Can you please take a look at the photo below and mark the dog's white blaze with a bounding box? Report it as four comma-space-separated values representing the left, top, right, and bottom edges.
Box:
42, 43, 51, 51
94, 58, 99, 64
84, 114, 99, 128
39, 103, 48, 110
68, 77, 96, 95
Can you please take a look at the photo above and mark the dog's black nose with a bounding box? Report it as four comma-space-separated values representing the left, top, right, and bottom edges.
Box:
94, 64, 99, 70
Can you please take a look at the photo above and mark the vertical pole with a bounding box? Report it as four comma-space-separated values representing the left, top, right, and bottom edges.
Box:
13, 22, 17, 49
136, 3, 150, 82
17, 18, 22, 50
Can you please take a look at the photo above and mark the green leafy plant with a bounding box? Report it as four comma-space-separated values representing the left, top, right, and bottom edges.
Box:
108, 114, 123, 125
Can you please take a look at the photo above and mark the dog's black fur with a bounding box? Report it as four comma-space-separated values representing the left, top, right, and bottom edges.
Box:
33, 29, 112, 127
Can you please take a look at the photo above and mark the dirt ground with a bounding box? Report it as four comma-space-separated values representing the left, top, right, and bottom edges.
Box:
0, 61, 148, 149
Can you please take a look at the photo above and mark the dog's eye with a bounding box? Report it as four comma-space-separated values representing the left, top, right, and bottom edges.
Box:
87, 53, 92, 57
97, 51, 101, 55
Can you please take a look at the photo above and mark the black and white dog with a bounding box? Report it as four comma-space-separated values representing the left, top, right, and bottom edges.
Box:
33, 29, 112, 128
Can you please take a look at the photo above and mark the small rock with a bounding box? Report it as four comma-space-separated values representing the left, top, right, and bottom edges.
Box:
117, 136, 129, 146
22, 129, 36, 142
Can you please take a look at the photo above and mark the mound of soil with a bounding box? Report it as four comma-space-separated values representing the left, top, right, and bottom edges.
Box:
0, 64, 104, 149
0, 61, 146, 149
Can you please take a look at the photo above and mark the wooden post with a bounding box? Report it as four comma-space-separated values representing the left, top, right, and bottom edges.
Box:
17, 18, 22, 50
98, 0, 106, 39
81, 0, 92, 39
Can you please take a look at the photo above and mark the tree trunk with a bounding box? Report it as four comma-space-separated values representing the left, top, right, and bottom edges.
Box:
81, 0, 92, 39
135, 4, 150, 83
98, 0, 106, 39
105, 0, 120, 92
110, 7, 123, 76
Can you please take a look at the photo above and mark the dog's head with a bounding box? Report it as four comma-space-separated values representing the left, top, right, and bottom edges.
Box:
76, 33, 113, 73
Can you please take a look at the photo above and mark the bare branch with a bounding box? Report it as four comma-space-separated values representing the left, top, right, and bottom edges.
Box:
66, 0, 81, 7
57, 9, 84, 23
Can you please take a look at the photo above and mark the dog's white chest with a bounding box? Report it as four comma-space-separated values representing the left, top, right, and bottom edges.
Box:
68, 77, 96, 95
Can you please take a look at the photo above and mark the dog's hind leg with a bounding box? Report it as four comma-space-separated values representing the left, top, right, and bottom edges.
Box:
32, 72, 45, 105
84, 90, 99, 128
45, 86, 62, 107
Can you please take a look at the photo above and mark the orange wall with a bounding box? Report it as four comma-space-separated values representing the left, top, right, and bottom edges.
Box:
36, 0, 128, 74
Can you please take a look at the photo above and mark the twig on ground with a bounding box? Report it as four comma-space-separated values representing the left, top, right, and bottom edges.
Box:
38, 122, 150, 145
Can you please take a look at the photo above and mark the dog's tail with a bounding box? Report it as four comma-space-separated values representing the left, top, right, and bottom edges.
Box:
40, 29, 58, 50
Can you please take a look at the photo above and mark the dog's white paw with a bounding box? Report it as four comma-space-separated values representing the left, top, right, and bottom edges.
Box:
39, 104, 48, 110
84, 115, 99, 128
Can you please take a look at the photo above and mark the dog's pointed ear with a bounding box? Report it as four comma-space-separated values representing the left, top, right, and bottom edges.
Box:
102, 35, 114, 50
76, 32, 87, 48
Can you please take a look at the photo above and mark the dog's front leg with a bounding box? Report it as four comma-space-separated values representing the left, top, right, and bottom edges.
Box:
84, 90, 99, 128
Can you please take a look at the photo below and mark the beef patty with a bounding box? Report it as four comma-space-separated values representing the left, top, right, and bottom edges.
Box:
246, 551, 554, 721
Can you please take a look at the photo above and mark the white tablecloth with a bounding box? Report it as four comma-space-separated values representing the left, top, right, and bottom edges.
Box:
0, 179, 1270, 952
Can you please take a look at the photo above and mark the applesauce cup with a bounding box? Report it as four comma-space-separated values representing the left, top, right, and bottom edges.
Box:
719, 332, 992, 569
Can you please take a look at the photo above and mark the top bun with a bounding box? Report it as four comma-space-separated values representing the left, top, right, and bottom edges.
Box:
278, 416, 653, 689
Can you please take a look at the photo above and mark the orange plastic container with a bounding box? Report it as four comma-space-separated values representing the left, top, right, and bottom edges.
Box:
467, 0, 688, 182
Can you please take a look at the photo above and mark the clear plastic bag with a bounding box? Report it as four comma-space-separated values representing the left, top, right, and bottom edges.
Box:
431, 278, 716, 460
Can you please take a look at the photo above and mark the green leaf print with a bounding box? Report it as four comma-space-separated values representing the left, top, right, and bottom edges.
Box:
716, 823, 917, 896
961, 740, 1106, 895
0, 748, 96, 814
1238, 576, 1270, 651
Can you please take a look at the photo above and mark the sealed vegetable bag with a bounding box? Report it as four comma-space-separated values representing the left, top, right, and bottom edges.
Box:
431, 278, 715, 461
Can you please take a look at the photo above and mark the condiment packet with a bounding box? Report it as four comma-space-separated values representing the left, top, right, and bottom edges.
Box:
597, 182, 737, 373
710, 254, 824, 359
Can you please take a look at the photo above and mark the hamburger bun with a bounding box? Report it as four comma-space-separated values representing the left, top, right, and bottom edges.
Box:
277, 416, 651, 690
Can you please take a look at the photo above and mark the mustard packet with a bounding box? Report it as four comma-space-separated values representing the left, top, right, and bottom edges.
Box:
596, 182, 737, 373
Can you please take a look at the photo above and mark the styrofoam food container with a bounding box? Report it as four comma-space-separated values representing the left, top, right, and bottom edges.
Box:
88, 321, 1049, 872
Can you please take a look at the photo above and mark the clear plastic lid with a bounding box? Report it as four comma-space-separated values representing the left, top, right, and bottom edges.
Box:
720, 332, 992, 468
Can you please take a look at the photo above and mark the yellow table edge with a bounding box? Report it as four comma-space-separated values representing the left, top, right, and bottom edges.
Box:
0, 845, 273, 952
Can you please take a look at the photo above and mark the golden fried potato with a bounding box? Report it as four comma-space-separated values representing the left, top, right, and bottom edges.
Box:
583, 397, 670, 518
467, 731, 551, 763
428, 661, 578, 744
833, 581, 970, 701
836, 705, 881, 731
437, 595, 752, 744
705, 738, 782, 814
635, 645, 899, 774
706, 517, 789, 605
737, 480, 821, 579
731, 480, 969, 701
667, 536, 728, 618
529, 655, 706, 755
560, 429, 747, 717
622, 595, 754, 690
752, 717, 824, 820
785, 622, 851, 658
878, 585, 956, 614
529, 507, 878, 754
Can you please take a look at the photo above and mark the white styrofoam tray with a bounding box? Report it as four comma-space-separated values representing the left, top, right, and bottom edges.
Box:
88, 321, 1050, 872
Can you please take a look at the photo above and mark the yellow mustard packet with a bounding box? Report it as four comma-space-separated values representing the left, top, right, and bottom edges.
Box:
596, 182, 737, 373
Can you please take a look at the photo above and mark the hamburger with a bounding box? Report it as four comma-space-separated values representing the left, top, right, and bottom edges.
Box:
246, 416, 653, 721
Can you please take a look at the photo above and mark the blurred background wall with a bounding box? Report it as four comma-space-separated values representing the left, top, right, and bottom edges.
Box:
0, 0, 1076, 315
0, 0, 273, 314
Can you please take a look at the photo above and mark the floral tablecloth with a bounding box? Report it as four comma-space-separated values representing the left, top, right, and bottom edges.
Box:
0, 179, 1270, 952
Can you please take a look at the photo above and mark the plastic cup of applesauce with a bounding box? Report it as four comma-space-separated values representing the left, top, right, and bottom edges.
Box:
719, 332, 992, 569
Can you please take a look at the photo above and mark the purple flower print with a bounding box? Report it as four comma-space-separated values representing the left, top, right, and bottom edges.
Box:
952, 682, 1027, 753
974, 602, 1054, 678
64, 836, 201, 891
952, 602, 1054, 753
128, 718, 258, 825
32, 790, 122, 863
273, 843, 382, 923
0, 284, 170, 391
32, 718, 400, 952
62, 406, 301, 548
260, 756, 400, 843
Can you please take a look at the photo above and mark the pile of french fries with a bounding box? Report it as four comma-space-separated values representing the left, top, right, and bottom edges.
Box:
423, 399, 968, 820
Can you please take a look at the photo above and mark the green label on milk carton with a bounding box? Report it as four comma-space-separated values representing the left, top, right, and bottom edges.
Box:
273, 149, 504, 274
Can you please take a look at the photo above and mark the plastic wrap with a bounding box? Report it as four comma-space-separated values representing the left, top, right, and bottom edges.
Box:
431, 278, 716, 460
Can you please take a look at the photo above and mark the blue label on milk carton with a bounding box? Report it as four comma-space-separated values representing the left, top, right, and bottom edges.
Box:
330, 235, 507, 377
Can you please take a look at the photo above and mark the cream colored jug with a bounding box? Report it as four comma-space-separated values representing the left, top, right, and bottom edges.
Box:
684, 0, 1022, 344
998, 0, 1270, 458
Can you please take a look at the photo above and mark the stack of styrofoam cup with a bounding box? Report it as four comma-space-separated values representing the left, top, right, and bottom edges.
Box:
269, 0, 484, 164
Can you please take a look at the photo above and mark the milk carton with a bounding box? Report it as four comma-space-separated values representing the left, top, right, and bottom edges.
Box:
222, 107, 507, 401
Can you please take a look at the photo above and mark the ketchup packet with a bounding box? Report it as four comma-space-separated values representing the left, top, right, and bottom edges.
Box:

Prompt | Please rewrite the part of the material that opens with the line containing "mark the tree" and closes with the line containing "57, 9, 84, 23", swapping "bare branch" for "leafless branch" and keeping everything else unchanged. Return only that part.

Answer to the exercise |
Can you please take a look at the photo above and mark the tree trunk with a bounding box? Report it as four comma-space-separated values representing the left, top, right, and bottom edges.
Box:
81, 0, 92, 39
135, 4, 150, 83
98, 0, 106, 39
105, 0, 120, 92
110, 7, 123, 76
Can you please take a look at the photo above and mark the dog's head with a bounding box? Report it as four comma-space-separated values representing the left, top, right, and bottom edges.
Box:
76, 33, 113, 73
Can you please take a look at the photo above and mark the leafless branch with a bounding box? Report it as four comma-space-separated values representing the left, top, right, and bottom edges.
Box:
66, 0, 81, 7
57, 9, 84, 23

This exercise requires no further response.